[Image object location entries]
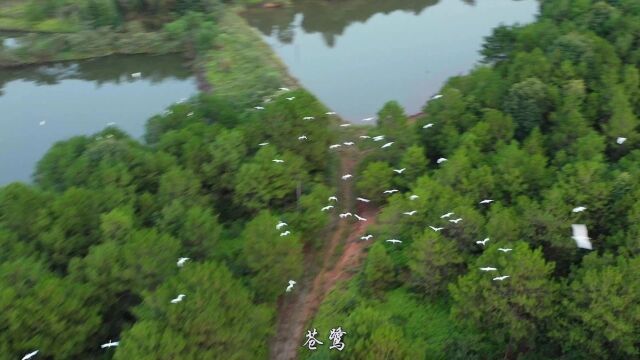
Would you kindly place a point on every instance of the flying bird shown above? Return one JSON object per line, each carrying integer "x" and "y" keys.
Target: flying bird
{"x": 182, "y": 261}
{"x": 290, "y": 287}
{"x": 488, "y": 269}
{"x": 581, "y": 236}
{"x": 30, "y": 355}
{"x": 110, "y": 344}
{"x": 178, "y": 299}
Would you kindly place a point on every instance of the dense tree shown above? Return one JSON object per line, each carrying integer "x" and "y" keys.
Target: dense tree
{"x": 512, "y": 311}
{"x": 204, "y": 324}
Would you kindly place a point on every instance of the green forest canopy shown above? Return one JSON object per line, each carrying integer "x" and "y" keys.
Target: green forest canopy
{"x": 89, "y": 250}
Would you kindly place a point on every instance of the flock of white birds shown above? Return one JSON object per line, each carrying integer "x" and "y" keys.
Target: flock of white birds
{"x": 580, "y": 234}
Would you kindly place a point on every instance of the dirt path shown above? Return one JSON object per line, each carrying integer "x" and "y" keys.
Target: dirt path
{"x": 295, "y": 311}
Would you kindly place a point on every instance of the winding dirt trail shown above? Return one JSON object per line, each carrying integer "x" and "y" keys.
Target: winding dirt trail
{"x": 294, "y": 312}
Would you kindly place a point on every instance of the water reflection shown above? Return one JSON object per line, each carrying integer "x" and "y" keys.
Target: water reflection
{"x": 81, "y": 98}
{"x": 355, "y": 55}
{"x": 328, "y": 18}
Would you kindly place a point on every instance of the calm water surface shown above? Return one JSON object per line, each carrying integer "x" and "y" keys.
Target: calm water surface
{"x": 355, "y": 55}
{"x": 80, "y": 99}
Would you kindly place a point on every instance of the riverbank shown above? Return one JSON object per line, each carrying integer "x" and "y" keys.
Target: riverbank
{"x": 241, "y": 66}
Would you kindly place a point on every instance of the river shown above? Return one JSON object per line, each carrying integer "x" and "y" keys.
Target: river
{"x": 356, "y": 55}
{"x": 81, "y": 98}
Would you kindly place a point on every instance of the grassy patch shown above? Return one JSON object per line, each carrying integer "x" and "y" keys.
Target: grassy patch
{"x": 242, "y": 67}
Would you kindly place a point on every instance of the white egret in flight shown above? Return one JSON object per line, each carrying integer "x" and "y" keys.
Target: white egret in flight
{"x": 488, "y": 269}
{"x": 30, "y": 355}
{"x": 178, "y": 299}
{"x": 182, "y": 261}
{"x": 110, "y": 344}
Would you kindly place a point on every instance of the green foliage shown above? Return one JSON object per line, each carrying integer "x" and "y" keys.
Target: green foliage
{"x": 512, "y": 311}
{"x": 204, "y": 324}
{"x": 272, "y": 258}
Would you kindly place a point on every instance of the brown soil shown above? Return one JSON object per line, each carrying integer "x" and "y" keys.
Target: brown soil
{"x": 296, "y": 311}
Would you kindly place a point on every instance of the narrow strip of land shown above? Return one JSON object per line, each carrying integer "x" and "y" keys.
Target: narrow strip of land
{"x": 296, "y": 311}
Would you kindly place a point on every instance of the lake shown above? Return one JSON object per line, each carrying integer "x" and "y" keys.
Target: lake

Exercise details:
Repeat the records above exactly, omitting every picture.

Reply to the exercise:
Would you kindly place a point on every instance of the flying bird shown above? Return one JSON object per line, each carrying integer "x" and "y" keys.
Target: flying bird
{"x": 182, "y": 261}
{"x": 290, "y": 287}
{"x": 488, "y": 269}
{"x": 581, "y": 236}
{"x": 30, "y": 355}
{"x": 110, "y": 344}
{"x": 178, "y": 299}
Would you kindly place a point on every instance of the dense tree shown above? Return one JSON object per line, each carrying integer "x" and "y" keys.
Target: dense tree
{"x": 512, "y": 311}
{"x": 204, "y": 324}
Would you kindly place a point on every instance of the green forest canopy shown above? Return one JSON object per line, each carrying integer "x" and "y" keys.
Target: green forest canopy
{"x": 89, "y": 250}
Would you kindly place a point on every instance of the flock of white birds shown above? Return one JSON object per line, each carrying integer "x" and "y" keys.
Target: flock of white birds
{"x": 580, "y": 234}
Would you kindly place a point on every instance of the dirt path shown above? Return one JSON object per line, each carrying integer "x" and "y" keys.
Target: dirt path
{"x": 295, "y": 311}
Would you kindly place a point on every instance of the winding dirt trail shown above? Return one JSON object per line, each carrying integer "x" and "y" keys.
Target: winding dirt trail
{"x": 294, "y": 312}
Would you kindly place a point on every instance of the water reflection shown above? Return one JSON object per line, each carrying integer "x" and "y" keys.
Target: water reflection
{"x": 81, "y": 98}
{"x": 355, "y": 55}
{"x": 328, "y": 18}
Would you kindly place a point on every instance of the calm water surface shown above? Return one JSON object per line, each carrying integer "x" and "y" keys.
Target: calm water surface
{"x": 355, "y": 55}
{"x": 80, "y": 99}
Would you kindly place a point on every instance of the riverbank shown above? Return one JSON object per line, each carrying integer "x" and "y" keys.
Target: riverbank
{"x": 241, "y": 66}
Would you kindly place a point on every instance of the river shown above? Return one JSON object per line, each carrying integer "x" and "y" keys.
Target: river
{"x": 356, "y": 55}
{"x": 81, "y": 98}
Would you kindly place a point on every instance of the grassy patch shown above? Return one JSON object per line, each carrying integer "x" and "y" keys.
Target: grassy patch
{"x": 242, "y": 67}
Would you kindly place a point on every instance of the white egret in flight shown above? Return one JSON object per line, each carrying integer "x" and "y" keys.
Target: white egret in flight
{"x": 488, "y": 269}
{"x": 30, "y": 355}
{"x": 178, "y": 299}
{"x": 182, "y": 261}
{"x": 110, "y": 344}
Would you kindly place a point on every instance of the green foliage shown above? Return one JSON object per line, each carrying integer "x" and "y" keys.
Target: green foliage
{"x": 512, "y": 311}
{"x": 204, "y": 324}
{"x": 272, "y": 258}
Would you kindly place a point on every instance of the brown soil shown above? Return one JSON object per line, each carrying integer "x" and "y" keys.
Target: brown soil
{"x": 296, "y": 311}
Would you kindly place a point on every instance of the narrow strip of land shown above? Return one JSON object per line, each carrying integer "x" and "y" keys.
Target: narrow strip of land
{"x": 296, "y": 311}
Would you kindly place a point on every instance of the lake shown above? Return one JSON object per line, each carrying integer "x" and "y" keys.
Target: lake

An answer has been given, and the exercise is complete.